→ **Brief**:
Every entry must appear in the answer exactly as it does here.

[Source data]
= Beginning of Section =
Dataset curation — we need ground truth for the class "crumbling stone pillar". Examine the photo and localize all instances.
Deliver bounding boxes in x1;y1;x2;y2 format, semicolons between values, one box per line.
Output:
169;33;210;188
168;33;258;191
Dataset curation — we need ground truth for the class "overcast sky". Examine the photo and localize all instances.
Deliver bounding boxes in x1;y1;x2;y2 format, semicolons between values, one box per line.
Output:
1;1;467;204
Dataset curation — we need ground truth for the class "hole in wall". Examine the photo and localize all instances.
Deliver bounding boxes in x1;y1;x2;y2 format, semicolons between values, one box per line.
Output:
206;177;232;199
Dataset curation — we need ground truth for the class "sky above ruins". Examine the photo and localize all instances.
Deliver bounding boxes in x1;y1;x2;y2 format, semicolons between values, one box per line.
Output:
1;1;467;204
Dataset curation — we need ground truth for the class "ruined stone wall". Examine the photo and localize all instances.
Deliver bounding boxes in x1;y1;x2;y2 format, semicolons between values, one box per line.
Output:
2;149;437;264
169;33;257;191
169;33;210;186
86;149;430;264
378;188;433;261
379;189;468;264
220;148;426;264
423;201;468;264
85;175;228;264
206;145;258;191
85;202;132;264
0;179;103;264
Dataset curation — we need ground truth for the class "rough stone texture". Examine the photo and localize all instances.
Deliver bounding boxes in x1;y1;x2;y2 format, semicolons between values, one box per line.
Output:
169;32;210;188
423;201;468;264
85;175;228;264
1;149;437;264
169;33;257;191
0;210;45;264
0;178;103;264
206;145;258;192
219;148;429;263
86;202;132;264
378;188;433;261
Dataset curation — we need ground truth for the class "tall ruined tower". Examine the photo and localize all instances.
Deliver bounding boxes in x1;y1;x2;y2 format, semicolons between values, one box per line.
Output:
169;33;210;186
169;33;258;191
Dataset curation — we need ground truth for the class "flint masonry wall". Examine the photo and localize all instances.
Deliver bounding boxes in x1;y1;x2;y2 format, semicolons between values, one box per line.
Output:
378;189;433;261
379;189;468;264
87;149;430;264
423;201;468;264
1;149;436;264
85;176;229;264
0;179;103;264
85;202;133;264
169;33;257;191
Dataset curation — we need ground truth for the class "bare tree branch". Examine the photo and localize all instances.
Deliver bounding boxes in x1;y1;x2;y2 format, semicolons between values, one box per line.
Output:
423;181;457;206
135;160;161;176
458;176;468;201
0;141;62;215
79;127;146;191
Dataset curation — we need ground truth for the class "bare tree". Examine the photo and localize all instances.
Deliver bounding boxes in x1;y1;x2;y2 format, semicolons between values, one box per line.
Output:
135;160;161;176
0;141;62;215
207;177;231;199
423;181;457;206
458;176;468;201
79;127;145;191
= End of Section =
→ **Answer to this task**:
Dataset curation — we need ground truth for the class "crumbling stone pillar". Examine the photo and localize all instances.
Deliver bounding boxes in x1;y1;x2;y2 format, semicolons between values, one box per line.
Output:
169;33;210;188
168;33;258;191
Dataset curation — we need ground truth for the class "overcast sky". Examine the photo and localize all instances.
Deliver bounding boxes in x1;y1;x2;y2 format, semicolons between values, one box per line.
Output:
1;1;467;204
Dataset curation — we need ground truth for the class "hole in wall". Examine the photo and localize all instances.
Deliver bounding boxes in x1;y1;x2;y2 format, semicolons between values, one box per line.
Output:
206;177;232;199
Dataset curation — we need ground truth for the class "sky above ruins". Examine the photo and localize all instances.
Deliver bounding boxes in x1;y1;x2;y2 format, semicolons between values, one box per line.
Output:
1;1;467;204
Dataset curation — we need ground truth for the class "ruined stone wall". Examine the photo and localize all instances.
Deliver bounding boxes in x1;y1;x2;y2 format, semicolons between values, one box per line.
Output:
2;149;437;264
169;33;257;191
169;33;210;186
86;149;430;264
378;188;433;261
379;189;468;264
220;148;426;264
423;201;468;264
85;175;228;264
206;145;258;191
85;202;132;264
0;179;103;264
Dataset curation — we need ground truth for the class "rough stone texture". Examine the photo and localize all instances.
Deliver bounding boxes in x1;y1;x2;y2 format, semicolons between values, one box per line.
Output:
169;32;210;188
423;201;468;264
85;175;228;264
1;149;437;264
169;33;257;191
0;210;45;264
0;178;103;264
206;145;258;192
219;148;429;263
86;202;132;264
378;188;433;261
Dataset curation — we need ground truth for the class "tall ruined tower". Examine the photo and localize all instances.
Deliver bounding boxes in x1;y1;x2;y2 format, semicolons between values, one box per line.
Output:
169;33;210;186
169;33;258;191
Dataset curation — we need ground truth for the class "flint masonry wall". Examine the photo and localize all instances.
Deliver bounding boxes in x1;y1;x2;y2 format, semicolons between values, one box per line.
Output:
378;189;433;261
379;189;468;264
87;149;430;264
423;201;468;264
1;149;436;264
85;176;229;264
0;179;103;264
85;202;133;264
169;33;257;191
Dataset curation — we need ground truth for the class "bare tree branch". Examine the photo and localize all instances.
Deliver bounding boxes in x1;y1;x2;y2 format, semicolons between values, one box per line.
Output:
423;181;457;206
135;160;161;176
458;176;468;201
0;141;62;215
79;127;146;191
Dataset curation — we need ground truth for the class "bare tree". Examine the photo and localize all instances.
Deliver bounding boxes in x1;y1;x2;y2 format, semicolons between values, one box per line.
Output:
135;160;161;176
0;141;62;215
207;177;231;199
423;181;457;206
458;176;468;201
79;127;145;191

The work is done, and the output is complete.